__DESCRIPTION OF THE TASK__:
Please copy every line of the listing below word for word, leaving out the pictures.

Source records
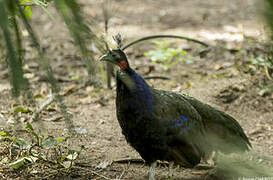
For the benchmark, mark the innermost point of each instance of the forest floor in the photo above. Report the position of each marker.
(224, 79)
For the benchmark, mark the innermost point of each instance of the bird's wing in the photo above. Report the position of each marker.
(185, 131)
(222, 129)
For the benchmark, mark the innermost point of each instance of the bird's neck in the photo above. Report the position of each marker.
(132, 86)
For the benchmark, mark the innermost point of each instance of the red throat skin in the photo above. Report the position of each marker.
(123, 65)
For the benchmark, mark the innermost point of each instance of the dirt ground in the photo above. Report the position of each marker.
(219, 79)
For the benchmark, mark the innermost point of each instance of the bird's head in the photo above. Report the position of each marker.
(116, 57)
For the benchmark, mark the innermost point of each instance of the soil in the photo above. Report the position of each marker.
(219, 79)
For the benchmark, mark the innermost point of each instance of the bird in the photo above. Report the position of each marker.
(170, 126)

__ANSWER TO THE PROBLEM__:
For the benchmark, mark the innermost point of each instance of the forest floor in the photo above. Report the position of each marker.
(224, 79)
For the benchmark, mark the innermost point of each instance of the bird's wing in the photo above. Report the position of each marker.
(185, 131)
(222, 129)
For the benchmark, mark the innermost point of each instance of the bird's neck in the photo above. Report the position of each marker.
(132, 86)
For the benchmark, mark the innermost point of each instance of the red throat skin in the photo above. Report the position of each marker.
(123, 65)
For the benchmark, mark the innermost point of each instance of the dirt ground in the photo above. Report the position of each marker.
(219, 79)
For the benchmark, mark the innermost point of each instance of the bird's head in the photo above. Report the position of each marker.
(116, 57)
For the benchmark, mark the innermost point of each instance of the soil in the photo above. Report the position of each marker.
(219, 79)
For the benchmark, mark the innermost point of each instance of the bird in the photo above. Report the position of each marker.
(170, 126)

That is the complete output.